Labeling and segmentation records

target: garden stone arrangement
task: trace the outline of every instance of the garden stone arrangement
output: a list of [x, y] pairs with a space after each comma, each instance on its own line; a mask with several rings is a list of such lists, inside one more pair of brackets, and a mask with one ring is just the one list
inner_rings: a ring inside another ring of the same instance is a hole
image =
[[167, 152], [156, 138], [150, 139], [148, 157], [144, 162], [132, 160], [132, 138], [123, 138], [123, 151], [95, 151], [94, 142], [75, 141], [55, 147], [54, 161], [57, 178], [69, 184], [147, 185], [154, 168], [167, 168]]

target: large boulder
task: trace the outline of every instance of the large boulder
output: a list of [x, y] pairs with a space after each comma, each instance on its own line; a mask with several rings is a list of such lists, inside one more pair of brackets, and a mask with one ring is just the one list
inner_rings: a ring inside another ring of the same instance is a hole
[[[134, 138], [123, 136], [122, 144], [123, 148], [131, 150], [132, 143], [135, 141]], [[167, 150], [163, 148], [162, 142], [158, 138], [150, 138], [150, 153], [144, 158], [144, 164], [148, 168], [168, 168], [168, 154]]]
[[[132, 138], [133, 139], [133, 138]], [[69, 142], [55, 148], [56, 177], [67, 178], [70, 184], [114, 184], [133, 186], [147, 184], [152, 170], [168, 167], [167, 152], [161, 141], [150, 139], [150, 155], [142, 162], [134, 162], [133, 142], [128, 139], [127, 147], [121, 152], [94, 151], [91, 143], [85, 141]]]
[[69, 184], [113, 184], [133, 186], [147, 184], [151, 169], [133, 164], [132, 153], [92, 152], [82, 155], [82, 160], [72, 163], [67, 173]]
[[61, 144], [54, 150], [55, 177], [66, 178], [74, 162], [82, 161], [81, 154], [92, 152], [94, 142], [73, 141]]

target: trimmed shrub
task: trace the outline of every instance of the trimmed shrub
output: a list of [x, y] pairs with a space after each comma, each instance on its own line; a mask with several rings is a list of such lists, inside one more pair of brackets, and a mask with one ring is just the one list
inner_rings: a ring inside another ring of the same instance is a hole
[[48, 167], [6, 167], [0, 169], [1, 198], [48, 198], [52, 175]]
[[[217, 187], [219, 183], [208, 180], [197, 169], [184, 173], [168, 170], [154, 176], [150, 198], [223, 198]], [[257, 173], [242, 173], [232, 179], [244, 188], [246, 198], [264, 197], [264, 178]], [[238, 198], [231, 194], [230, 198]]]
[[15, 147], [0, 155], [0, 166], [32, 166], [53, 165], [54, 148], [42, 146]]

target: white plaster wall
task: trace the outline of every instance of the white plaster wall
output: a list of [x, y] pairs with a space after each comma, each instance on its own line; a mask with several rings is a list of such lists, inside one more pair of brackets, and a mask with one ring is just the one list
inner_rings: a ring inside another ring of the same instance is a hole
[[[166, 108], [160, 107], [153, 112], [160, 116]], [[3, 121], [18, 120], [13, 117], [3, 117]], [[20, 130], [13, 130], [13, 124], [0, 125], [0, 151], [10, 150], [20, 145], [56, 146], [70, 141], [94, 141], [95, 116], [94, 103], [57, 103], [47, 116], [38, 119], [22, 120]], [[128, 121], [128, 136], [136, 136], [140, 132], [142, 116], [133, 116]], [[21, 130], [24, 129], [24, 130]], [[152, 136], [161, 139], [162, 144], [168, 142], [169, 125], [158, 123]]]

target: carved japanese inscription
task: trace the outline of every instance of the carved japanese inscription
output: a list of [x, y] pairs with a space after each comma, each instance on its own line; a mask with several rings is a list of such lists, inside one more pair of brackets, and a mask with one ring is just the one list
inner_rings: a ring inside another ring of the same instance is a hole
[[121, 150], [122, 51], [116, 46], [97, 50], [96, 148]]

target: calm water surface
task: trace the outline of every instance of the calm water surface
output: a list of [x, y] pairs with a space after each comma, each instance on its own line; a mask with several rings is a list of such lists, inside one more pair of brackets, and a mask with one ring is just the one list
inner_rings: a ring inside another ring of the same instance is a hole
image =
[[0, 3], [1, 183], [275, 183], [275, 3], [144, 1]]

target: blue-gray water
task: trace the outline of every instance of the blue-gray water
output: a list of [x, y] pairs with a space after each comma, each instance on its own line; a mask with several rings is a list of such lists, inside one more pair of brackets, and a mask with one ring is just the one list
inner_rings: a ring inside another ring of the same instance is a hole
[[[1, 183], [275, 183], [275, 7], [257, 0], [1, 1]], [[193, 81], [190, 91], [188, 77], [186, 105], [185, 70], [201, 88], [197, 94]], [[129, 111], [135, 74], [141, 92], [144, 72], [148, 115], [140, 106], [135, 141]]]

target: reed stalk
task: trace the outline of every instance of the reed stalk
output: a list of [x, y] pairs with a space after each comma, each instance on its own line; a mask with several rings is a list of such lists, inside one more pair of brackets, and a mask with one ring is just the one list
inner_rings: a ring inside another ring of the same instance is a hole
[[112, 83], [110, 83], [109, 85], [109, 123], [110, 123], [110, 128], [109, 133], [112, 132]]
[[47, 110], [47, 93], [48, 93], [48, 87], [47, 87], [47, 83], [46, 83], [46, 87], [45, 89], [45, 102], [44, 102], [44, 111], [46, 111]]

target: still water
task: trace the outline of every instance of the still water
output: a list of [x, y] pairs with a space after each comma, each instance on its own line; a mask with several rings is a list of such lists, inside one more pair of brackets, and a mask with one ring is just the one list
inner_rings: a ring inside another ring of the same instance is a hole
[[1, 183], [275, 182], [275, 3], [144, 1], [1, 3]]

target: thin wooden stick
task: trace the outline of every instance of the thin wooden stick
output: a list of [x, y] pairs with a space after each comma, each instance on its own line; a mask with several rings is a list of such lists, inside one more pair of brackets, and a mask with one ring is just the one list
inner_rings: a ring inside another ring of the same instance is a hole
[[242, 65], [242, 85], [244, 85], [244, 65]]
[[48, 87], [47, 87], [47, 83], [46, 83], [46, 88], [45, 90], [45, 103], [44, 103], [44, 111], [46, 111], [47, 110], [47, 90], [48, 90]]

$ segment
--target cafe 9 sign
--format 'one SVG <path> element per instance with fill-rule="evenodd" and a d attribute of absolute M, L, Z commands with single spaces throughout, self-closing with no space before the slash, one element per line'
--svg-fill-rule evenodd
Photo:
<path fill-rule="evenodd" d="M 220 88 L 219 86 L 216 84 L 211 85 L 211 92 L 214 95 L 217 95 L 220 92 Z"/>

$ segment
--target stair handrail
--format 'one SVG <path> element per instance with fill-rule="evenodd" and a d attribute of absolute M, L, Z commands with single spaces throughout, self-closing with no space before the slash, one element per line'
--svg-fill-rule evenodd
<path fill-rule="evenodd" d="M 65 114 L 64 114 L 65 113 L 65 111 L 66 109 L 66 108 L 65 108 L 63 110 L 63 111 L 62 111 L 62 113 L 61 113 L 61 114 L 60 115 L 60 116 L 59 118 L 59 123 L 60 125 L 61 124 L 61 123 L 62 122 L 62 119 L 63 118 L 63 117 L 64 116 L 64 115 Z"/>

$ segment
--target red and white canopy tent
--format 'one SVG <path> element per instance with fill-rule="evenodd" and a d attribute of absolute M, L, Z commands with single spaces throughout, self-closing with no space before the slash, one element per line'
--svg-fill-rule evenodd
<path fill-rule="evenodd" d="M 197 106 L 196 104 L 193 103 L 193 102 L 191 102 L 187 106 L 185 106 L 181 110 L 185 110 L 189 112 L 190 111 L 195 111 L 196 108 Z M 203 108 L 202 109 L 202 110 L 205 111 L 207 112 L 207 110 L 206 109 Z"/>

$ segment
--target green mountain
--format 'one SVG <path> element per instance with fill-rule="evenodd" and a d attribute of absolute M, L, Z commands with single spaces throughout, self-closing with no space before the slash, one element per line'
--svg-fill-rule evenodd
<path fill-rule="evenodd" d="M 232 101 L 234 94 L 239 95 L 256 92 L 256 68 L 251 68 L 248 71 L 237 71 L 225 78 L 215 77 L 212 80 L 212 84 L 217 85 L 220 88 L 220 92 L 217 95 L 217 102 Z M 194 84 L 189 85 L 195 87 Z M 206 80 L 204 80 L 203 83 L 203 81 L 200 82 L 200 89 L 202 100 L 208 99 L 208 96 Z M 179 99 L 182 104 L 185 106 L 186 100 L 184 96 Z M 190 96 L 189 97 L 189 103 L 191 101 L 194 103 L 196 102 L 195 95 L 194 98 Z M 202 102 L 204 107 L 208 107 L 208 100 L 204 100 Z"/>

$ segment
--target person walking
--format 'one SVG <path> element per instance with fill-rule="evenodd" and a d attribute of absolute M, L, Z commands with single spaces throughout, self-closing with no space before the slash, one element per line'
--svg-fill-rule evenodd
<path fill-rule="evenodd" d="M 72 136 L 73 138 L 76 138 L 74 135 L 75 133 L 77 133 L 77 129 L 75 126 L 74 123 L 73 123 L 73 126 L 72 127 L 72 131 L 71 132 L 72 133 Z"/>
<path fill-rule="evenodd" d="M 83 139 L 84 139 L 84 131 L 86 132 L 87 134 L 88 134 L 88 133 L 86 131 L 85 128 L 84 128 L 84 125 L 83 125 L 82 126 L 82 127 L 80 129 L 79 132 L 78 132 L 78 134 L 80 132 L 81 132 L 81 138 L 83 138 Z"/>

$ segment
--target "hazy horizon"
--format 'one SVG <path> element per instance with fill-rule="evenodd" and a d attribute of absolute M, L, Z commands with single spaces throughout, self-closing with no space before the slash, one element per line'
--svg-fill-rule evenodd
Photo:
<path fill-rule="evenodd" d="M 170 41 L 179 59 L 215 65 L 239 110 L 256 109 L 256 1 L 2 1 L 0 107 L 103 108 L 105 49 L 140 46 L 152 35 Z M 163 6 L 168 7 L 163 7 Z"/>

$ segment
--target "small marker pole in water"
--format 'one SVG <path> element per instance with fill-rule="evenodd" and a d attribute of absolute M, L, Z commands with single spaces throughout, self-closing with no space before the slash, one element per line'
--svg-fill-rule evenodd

### [WORK TO BE COMPLETED]
Copy out the part of the records that opens with the line containing "target: still water" and closes with the line containing "90], [48, 90]]", both included, and give only those lines. Keep every line unchanged, except shift each coordinate in the outlines by adding 61 to it.

### [EXPECTED ANSWER]
target: still water
task: trace the outline of every instance of the still water
output: a list of [x, y] pairs with a space after each comma, each instance on its own line; a mask with several rings is a list of such lists, inside one more pair of brackets, and a mask with one ring is just the one list
inner_rings: a ring inside another ring of the same instance is a hole
[[62, 244], [336, 243], [336, 64], [205, 62], [62, 64]]

target: thin wooden stick
task: trace the outline of every instance of the thin wooden stick
output: a list of [x, y] pairs with a space after each comma, each instance on its own line; a mask with several rings is a list of such lists, inside one more pair of brackets, and a mask with one ring is just the one list
inner_rings: a ring inside another ring of the same instance is a hole
[[303, 126], [303, 146], [305, 146], [305, 126]]
[[109, 148], [108, 148], [108, 144], [107, 144], [107, 149], [106, 151], [106, 164], [105, 164], [105, 172], [107, 172], [108, 171], [108, 151], [109, 151]]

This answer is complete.